» Quelltext:
Die Deutschen hatten mittlerweile Verstärkungen ins Tal der Morawa gezogen und waren zur Gegenaktion übergegangen. Tito, mit dem Mihajlovic zweimal zusammentraf, sprach sich für die Fortsetzung des Widerstandes ohne Rücksicht auf etwaige Folgen für die Zivilbevölkerung aus. Mihajlovic aber wollte größere Rücksicht üben, seine Streitkräfte vor einer Niederlage bewahren und daher nur bei günstigen Bedingungen wieder einsetzen. Gegen Jahresende standen Tito und der Oberst einander bereits als Feinde gegenüber, das blutige Treffen bei Kraljewo brachte den endgültigen Bruch zwischen beiden Organisationen.

Die Deutschen beobachteten diese Entwicklung genau und trauten sich, die kommunistischen Überfälle mit dem fürchterlichen Massaker in Kragujevac zu beantworten, dem 5000 Menschen, darunter Hunderte von Schulkindern, zum Opfer gefallen sein dürften. Die serbische Öffentlichkeit wandte sich hierauf strikte gegen die Partisanentätigkeit Titos, weil man derlei Leiden nicht mehr auszuhalten vermeinte. Mihajlovic ging zu engeren Kontakten mit der serbischen Verwaltung in Belgrad über und Tito trat mit seinen Leuten den Rückzug in die Berge von Ostbosnien und Montenegro an.

[Datensätze]
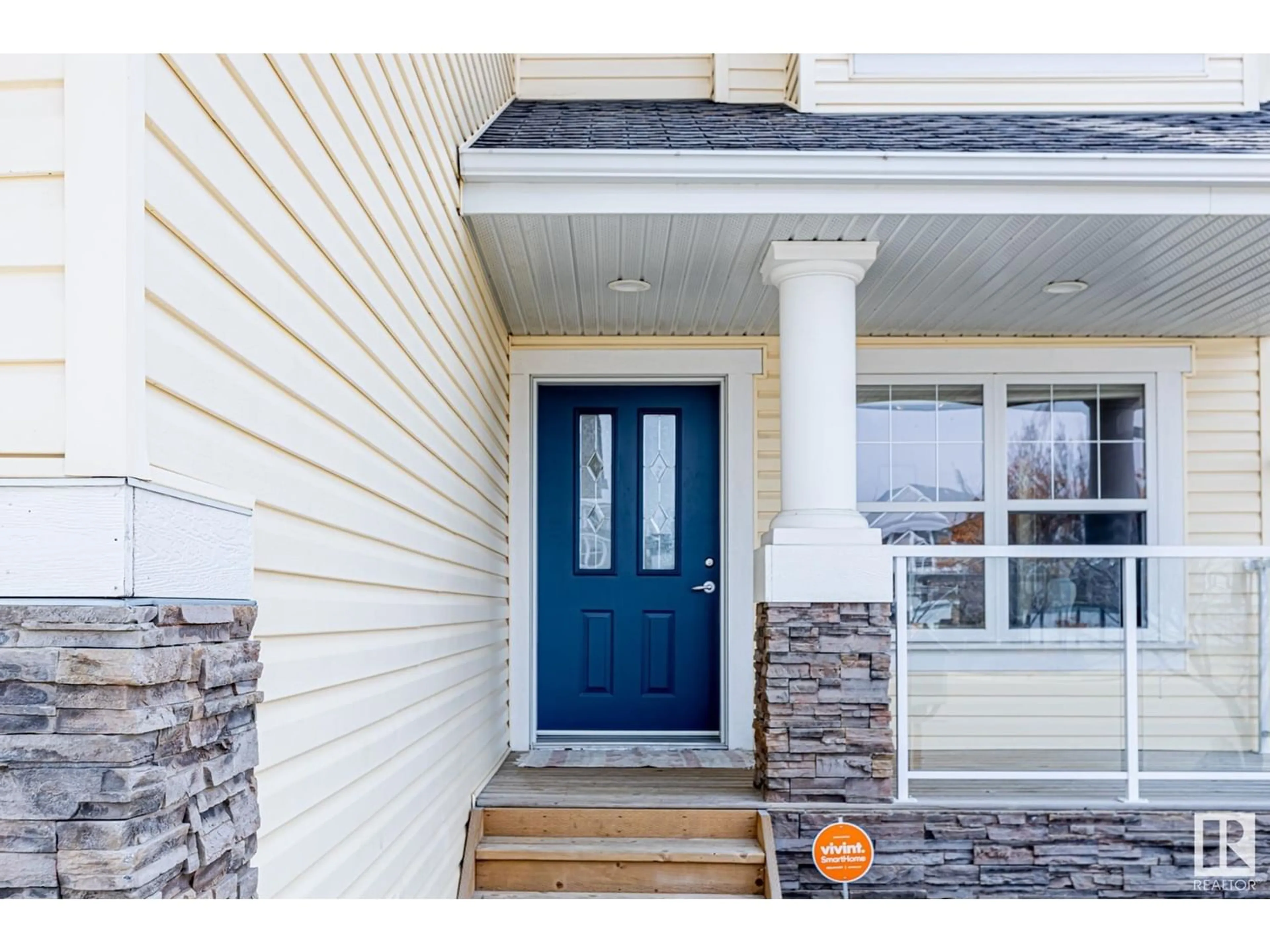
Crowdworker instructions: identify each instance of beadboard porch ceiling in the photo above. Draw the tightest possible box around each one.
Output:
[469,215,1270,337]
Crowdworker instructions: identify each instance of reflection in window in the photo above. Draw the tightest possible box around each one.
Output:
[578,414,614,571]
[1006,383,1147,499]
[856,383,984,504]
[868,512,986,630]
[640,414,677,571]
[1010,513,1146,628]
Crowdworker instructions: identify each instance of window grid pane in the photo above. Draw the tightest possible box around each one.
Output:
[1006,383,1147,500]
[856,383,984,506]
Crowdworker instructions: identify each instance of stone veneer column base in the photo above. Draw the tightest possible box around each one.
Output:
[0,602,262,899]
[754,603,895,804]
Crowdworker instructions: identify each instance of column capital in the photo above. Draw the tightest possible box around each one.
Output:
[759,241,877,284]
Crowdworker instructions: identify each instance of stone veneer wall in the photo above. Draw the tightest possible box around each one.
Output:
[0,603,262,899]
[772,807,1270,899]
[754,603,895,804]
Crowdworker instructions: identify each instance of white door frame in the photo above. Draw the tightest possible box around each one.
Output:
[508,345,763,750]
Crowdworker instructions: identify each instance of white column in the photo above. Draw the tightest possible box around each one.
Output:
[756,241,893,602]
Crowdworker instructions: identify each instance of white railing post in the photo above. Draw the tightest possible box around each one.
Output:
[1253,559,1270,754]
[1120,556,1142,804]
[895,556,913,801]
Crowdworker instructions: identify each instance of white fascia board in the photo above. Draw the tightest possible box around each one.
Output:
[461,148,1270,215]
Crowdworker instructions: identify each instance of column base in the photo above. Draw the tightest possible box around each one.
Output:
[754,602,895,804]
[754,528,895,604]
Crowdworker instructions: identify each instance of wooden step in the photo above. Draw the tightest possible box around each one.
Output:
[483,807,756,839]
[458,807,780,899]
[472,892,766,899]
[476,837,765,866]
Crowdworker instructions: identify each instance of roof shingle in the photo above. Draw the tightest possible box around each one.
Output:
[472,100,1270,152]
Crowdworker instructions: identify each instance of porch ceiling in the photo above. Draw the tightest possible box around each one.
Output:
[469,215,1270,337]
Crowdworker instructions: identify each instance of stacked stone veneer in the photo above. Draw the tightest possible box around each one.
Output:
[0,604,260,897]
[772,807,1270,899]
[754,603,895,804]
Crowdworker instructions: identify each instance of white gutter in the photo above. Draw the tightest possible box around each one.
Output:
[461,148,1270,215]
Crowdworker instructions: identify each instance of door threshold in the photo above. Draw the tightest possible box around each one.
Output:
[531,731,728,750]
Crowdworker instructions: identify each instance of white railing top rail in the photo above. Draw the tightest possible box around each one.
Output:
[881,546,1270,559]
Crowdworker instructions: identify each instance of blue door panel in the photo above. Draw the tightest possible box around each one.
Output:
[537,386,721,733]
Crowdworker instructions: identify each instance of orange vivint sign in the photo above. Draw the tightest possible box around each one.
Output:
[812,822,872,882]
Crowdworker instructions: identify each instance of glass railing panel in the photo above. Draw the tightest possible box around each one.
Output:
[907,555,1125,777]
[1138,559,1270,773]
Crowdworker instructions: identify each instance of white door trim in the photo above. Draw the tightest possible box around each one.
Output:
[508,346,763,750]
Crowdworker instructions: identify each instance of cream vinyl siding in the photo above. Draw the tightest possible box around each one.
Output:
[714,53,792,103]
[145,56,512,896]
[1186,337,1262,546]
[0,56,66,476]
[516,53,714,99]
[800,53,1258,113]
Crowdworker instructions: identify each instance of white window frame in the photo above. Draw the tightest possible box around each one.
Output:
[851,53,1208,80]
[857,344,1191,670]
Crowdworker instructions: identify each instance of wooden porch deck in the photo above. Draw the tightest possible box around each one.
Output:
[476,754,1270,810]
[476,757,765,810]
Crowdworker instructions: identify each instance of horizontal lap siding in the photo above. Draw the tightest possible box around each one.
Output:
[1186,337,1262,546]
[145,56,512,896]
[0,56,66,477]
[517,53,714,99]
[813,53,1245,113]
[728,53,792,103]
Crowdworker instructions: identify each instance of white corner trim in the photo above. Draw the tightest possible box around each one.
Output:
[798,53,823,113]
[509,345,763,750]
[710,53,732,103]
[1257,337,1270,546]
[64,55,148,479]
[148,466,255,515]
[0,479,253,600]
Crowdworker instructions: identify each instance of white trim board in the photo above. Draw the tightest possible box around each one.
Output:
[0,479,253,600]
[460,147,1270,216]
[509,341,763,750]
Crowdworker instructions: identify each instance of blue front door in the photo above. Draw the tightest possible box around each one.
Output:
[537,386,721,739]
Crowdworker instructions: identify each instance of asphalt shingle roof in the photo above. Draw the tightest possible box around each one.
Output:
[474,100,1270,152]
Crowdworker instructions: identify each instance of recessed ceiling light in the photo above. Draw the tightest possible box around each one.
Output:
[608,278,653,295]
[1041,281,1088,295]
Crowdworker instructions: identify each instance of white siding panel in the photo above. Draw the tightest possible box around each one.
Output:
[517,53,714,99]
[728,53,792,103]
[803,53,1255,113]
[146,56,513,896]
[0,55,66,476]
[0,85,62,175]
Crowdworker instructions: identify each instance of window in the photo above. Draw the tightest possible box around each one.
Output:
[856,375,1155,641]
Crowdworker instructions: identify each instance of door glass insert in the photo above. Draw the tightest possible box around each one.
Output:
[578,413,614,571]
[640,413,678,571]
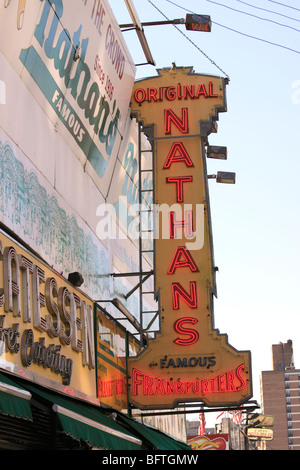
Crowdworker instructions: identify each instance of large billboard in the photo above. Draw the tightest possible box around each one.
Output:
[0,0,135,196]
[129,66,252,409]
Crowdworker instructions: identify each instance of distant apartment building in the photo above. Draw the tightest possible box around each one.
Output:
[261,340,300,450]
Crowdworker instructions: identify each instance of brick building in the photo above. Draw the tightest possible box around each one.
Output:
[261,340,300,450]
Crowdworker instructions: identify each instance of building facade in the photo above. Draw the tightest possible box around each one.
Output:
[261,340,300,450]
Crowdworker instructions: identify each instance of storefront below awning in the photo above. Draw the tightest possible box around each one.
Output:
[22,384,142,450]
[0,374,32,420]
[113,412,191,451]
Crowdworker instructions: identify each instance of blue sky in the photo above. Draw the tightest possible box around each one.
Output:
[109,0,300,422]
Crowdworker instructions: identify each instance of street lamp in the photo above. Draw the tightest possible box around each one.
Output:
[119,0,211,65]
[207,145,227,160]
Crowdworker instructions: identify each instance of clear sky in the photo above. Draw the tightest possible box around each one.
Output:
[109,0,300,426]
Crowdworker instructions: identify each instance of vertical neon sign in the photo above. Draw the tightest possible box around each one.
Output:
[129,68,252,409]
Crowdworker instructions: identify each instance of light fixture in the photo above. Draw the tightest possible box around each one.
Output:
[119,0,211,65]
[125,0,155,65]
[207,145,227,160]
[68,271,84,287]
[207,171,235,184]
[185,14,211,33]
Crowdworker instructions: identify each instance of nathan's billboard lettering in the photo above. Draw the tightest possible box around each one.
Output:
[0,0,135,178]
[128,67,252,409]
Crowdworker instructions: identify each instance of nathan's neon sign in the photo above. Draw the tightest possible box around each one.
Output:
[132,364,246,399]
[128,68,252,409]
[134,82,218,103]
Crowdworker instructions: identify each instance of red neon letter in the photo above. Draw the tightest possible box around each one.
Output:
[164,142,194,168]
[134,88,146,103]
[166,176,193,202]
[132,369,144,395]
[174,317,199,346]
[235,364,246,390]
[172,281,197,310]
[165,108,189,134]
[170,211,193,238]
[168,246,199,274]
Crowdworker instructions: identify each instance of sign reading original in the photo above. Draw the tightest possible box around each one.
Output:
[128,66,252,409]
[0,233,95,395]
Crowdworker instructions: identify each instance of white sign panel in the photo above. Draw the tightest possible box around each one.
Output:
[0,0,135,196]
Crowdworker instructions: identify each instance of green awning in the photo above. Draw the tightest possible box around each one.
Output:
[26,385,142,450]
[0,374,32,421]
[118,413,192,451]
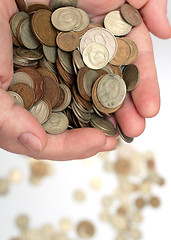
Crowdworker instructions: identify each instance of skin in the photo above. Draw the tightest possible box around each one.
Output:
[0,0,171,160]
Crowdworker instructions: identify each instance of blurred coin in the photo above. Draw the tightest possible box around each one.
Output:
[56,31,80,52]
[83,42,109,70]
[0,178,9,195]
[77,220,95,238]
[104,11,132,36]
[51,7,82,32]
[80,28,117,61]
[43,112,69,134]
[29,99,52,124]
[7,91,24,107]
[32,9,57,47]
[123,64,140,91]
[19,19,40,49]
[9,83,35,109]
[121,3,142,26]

» Aufgabe A:
Gib den Quelltext wortgetreu wieder, beginnend bei den Worten „Die Deutschen beobachteten“ und endend nach den Worten „und Montenegro an.“.
» Aufgabe B:
Forme in den Zeilen den Abschnitt, der bei der Zeile mit „Crowdworker instructions: identify each instance of green“ beginnt und nach der Zeile mit „[0,0,171,160]“ endet, bitte in eine nummerierte Liste ohne Leerzeilen um. Lass die Bilder dabei weg.
Quelltext und Zeilen stehen in keinem Zusammenhang.

» Vollständige Ausgabe A:
Die Deutschen beobachteten diese Entwicklung genau und trauten sich, die kommunistischen Überfälle mit dem fürchterlichen Massaker in Kragujevac zu beantworten, dem 5000 Menschen, darunter Hunderte von Schulkindern, zum Opfer gefallen sein dürften. Die serbische Öffentlichkeit wandte sich hierauf strikte gegen die Partisanentätigkeit Titos, weil man derlei Leiden nicht mehr auszuhalten vermeinte. Mihajlovic ging zu engeren Kontakten mit der serbischen Verwaltung in Belgrad über und Tito trat mit seinen Leuten den Rückzug in die Berge von Ostbosnien und Montenegro an.

» Vollständige Ausgabe B:
1. Crowdworker instructions: identify each instance of green awning in the photo above. Draw the tightest possible box around each one.
2. Output:
3. [26,385,142,450]
4. [0,374,32,421]
5. [118,413,192,451]
6. Crowdworker instructions: identify each instance of skin in the photo above. Draw the tightest possible box around each one.
7. Output:
8. [0,0,171,160]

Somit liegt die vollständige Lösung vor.